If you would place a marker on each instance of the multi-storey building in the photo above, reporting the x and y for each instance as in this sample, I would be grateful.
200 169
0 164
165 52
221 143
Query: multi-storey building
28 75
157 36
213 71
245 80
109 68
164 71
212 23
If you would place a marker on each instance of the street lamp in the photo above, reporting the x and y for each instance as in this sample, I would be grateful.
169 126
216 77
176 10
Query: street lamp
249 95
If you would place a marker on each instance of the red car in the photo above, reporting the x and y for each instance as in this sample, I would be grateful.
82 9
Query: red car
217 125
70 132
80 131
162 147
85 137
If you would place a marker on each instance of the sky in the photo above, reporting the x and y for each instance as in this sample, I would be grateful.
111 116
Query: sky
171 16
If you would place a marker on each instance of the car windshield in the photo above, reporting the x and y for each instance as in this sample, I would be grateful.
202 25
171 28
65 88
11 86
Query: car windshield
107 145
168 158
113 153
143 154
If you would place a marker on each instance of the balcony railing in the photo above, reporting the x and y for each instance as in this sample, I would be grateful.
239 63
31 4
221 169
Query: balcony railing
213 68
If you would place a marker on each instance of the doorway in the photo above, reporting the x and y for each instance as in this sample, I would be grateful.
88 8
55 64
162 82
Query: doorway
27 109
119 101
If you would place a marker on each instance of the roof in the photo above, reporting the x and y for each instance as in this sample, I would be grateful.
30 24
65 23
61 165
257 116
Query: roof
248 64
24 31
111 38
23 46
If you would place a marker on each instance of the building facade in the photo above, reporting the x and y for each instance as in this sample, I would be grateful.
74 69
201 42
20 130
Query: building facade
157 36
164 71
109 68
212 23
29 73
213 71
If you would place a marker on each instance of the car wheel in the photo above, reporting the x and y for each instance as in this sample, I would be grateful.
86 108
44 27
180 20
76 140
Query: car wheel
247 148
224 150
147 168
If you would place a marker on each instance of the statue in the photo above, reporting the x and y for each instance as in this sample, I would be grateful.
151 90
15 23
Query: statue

What you should do.
Copy out the whole listing exactly as written.

Solution to this task.
If you would place a marker on each instance of the multi-storey building in the photo above, reporting the x and y for each instance as in this sample, I would be grateful.
200 169
0 164
165 52
221 143
Query: multi-storey building
28 75
157 36
213 71
245 80
109 68
164 71
212 23
If you would place a marker on each instance of the street lamp in the photo above, reporting the x and y for each instance as in this sample, I would be grateful.
169 126
216 77
176 10
Query: street lamp
249 95
If you would place a marker on each instance of the red car in the photo above, reporting the x and y for each instance as in this sample, I would be grateful.
82 9
Query: red car
217 125
70 132
80 131
162 147
85 137
If you would place a marker on each instance of the sky in the photo above, reporting the x and y for each instance as in this sample, I would be grateful.
111 116
Query: sky
171 16
If you would place a marker on each instance of the car windshield in the photo above, reporting the x and y for each instance as in this sample, I would be grateful.
202 25
171 28
65 88
11 86
Query: car windshield
107 145
168 158
113 153
143 154
If you would place a marker on each instance of the balcony railing in the photo above, reporting the x and y for each instance as in this sample, I would be grateful.
239 63
31 4
221 169
Query: balcony railing
213 68
If you would place a marker on each instance of the doorway in the photo above, reporting the x and y for each instance as in this sample, I would be grateful.
88 8
55 64
162 82
Query: doorway
27 109
119 101
If you would place a marker on each instance of the roof in the photo above, reporting the x and y for each instance as in this sample, I would be grateful.
30 24
65 23
61 165
257 116
Query: roof
248 64
24 31
111 38
23 46
If you would place a marker on each instance of the building facade in the photo above, reporting the x and y for each instance as in this sample, I would be grateful.
74 69
201 42
20 130
Query: building facade
157 36
164 71
109 68
212 23
29 73
213 71
If you would place a marker on each instance of the car wheel in the photo above, reporting the x and y for each instance as in this sample, I would be grateful.
86 108
44 27
180 20
76 140
Query: car wheel
247 148
224 150
147 168
If you would place a marker on each instance of the statue in the photo above, reporting the x and y for each instance as in this sample, I would be grateful.
151 90
15 23
Query: statue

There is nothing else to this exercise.